## Required task
Report every row below that contains the word "surface", copying each such row in full.

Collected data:
--------------------------------------------------

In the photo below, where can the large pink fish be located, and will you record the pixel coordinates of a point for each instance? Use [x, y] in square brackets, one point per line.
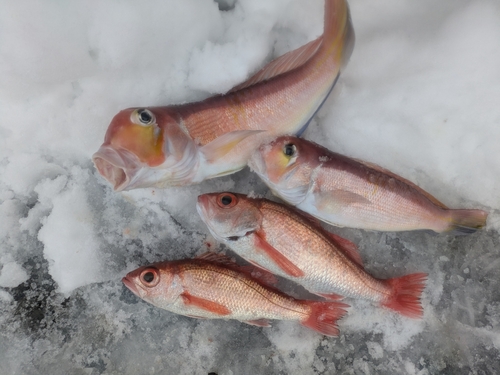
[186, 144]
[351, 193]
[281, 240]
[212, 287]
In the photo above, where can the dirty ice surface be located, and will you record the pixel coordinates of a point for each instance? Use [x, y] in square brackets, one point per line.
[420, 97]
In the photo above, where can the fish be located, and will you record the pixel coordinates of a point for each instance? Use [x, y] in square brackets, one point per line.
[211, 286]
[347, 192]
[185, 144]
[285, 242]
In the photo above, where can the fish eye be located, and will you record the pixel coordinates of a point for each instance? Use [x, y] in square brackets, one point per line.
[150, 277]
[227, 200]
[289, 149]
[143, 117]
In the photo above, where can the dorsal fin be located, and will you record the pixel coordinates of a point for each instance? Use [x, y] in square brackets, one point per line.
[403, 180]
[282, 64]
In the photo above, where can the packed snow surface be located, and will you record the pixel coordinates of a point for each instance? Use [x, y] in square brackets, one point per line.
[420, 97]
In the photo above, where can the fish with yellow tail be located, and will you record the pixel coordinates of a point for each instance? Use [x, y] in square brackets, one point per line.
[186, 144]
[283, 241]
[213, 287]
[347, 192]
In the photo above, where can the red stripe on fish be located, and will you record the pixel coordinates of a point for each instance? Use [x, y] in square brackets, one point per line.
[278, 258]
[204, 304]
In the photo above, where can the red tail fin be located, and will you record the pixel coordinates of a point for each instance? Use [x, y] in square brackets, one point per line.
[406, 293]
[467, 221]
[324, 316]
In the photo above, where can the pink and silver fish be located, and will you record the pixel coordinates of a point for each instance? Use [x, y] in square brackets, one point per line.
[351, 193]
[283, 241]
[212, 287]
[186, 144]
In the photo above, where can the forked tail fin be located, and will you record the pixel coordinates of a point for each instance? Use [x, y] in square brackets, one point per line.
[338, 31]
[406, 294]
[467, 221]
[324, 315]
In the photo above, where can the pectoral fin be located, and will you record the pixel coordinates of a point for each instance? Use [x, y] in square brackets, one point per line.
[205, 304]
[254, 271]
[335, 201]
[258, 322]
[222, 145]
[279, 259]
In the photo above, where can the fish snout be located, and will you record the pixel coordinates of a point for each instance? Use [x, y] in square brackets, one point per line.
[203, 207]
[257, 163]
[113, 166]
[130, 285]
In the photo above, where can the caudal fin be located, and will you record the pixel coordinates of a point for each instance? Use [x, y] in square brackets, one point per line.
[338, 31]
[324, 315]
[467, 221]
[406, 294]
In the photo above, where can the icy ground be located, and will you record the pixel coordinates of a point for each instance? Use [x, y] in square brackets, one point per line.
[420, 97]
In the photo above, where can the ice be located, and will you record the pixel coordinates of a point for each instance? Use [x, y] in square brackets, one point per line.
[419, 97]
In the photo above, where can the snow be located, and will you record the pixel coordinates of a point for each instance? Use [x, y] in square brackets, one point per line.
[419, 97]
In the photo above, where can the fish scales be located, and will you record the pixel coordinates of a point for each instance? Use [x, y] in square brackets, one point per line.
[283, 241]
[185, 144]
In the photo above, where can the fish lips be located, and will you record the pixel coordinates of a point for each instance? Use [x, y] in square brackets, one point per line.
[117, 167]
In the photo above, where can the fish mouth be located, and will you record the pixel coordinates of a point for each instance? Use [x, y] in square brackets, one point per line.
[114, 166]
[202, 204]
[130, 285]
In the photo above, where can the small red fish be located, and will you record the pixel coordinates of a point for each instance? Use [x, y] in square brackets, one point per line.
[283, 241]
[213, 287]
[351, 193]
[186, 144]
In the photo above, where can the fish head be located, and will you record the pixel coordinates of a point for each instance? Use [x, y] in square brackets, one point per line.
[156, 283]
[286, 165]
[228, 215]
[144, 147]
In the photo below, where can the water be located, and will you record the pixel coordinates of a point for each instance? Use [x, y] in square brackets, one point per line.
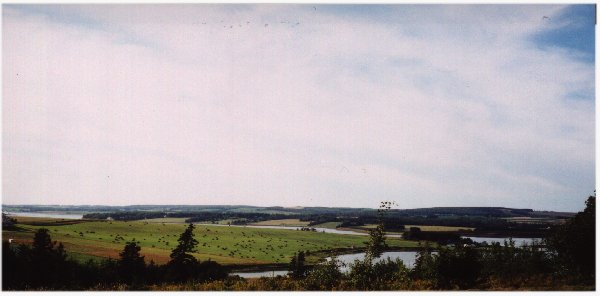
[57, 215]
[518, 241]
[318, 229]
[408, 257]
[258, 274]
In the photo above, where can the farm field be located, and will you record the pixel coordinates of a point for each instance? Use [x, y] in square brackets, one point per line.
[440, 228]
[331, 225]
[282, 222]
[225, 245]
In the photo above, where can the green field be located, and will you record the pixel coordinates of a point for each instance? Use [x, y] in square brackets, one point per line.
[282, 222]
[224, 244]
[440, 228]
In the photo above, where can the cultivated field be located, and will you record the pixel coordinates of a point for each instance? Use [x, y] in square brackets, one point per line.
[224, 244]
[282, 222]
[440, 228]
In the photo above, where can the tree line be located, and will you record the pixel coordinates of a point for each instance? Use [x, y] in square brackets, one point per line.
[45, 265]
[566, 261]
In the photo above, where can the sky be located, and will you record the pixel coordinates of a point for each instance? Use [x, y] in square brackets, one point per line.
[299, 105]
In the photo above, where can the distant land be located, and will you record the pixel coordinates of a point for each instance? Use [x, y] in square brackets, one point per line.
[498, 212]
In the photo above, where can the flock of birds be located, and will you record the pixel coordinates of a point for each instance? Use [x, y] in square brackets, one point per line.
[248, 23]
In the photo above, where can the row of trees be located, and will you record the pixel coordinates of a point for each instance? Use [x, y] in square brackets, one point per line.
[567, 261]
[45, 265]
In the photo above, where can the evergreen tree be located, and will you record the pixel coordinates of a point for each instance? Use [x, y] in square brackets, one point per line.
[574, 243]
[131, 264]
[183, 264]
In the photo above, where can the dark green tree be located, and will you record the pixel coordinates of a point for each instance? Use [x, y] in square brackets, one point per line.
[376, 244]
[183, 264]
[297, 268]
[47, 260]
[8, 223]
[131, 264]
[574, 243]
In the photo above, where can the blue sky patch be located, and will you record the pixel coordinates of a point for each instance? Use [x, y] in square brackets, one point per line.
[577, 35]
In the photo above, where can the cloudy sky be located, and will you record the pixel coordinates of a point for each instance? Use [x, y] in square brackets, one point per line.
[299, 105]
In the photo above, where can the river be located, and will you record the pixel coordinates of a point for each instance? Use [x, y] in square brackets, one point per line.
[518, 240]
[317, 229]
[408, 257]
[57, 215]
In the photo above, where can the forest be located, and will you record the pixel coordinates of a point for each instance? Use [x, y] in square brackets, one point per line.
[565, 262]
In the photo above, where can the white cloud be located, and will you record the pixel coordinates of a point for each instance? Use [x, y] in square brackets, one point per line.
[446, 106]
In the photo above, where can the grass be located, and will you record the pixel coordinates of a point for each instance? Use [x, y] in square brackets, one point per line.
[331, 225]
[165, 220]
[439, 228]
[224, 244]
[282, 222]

--------------------------------------------------

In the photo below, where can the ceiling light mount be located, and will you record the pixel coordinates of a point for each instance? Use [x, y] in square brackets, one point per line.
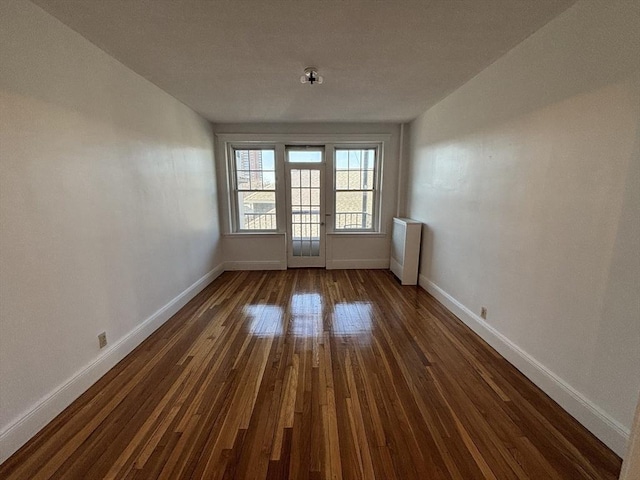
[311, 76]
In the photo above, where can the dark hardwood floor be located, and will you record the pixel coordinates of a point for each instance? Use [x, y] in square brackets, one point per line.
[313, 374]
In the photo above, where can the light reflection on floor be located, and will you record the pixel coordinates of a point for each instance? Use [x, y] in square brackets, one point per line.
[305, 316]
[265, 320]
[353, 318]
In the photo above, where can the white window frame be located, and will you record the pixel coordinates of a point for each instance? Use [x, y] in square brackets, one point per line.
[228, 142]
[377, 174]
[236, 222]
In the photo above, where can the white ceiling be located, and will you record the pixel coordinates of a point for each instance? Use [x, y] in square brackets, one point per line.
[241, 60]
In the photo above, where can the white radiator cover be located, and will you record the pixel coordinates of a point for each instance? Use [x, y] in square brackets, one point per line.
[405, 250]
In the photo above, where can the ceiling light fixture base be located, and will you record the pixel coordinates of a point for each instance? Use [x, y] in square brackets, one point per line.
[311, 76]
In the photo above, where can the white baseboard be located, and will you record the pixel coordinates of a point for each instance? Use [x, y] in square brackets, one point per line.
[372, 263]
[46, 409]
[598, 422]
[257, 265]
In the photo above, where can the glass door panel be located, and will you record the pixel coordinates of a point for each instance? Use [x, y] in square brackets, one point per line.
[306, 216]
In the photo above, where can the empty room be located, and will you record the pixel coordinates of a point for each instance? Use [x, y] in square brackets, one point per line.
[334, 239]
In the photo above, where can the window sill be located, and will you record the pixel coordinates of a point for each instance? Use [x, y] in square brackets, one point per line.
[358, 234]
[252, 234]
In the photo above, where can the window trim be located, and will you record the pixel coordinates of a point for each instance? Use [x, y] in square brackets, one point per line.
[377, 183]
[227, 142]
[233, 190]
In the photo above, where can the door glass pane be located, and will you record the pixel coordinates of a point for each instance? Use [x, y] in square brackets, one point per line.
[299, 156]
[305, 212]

--------------------------------------------------

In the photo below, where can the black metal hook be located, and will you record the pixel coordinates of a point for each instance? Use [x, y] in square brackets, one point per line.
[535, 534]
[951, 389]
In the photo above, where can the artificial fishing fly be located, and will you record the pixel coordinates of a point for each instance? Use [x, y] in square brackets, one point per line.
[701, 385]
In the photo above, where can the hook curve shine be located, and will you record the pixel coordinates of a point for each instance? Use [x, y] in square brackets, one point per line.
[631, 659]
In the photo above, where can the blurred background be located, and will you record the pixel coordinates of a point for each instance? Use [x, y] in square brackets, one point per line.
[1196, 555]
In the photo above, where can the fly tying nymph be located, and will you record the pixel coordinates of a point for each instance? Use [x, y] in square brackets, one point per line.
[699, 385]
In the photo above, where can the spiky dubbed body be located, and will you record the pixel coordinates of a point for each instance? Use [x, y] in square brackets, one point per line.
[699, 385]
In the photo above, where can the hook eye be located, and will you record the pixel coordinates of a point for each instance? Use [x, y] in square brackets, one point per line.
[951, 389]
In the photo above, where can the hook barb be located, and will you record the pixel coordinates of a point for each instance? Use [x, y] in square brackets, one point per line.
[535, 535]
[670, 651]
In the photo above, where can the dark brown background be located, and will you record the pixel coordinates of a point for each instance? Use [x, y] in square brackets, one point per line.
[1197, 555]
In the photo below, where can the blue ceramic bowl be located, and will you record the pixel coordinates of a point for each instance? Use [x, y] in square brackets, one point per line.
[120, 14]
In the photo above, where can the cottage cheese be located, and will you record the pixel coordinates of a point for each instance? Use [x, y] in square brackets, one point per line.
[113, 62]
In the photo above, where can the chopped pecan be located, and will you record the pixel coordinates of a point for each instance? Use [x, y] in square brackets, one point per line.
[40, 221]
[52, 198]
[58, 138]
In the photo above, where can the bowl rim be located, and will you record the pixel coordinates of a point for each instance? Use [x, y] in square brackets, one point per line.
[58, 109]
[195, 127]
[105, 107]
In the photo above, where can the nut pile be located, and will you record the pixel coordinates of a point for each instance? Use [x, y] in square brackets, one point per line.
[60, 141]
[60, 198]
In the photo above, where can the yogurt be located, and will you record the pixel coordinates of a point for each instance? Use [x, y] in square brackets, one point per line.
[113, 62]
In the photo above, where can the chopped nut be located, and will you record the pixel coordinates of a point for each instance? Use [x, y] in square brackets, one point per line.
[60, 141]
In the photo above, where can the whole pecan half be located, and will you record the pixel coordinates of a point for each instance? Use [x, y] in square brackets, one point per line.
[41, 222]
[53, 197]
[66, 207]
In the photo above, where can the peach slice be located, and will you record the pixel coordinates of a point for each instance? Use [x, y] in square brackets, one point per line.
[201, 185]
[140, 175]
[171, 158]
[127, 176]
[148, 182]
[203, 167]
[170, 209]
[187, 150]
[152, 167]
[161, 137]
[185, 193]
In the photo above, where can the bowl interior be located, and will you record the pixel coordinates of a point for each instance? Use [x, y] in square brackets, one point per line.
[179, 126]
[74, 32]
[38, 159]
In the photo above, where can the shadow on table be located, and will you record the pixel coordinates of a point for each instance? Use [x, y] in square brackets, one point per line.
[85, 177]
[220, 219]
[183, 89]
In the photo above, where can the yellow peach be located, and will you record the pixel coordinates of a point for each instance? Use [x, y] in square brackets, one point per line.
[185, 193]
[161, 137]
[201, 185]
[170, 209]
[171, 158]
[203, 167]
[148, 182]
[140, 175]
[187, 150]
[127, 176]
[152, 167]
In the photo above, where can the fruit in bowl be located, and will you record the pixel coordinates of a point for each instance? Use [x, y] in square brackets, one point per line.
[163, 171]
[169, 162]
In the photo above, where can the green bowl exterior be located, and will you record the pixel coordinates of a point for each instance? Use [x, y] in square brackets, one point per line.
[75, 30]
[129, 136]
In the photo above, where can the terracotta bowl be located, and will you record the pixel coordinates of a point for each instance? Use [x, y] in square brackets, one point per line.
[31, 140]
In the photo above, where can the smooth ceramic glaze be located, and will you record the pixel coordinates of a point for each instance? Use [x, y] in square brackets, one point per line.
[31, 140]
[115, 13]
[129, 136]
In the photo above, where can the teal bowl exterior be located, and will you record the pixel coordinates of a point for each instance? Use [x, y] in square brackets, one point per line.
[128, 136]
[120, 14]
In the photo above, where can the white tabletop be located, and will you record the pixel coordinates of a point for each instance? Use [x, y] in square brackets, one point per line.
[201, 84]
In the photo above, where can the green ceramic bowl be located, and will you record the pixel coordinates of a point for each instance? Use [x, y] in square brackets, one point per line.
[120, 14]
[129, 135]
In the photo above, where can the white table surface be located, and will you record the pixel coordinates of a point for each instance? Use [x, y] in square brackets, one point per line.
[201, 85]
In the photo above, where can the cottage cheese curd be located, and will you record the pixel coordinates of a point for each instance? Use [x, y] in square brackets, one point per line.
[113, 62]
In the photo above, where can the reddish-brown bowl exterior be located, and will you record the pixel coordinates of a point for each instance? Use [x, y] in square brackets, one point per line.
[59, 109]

--------------------------------------------------

## Solution
In the photo above, where can the dirty ice surface be located, and will you record the pixel coordinates of a point for each instance? Use [x, y] in square brackets, one point per line.
In the photo above, where can the packed snow surface be located, and will you record the pixel coordinates of a point for each instance? Use [x, y] in square brackets, one point per line.
In the photo above, where can the white table surface be located, and will you record the pixel coordinates of a point for each instance? Use [x, y] in square brackets, one point per line.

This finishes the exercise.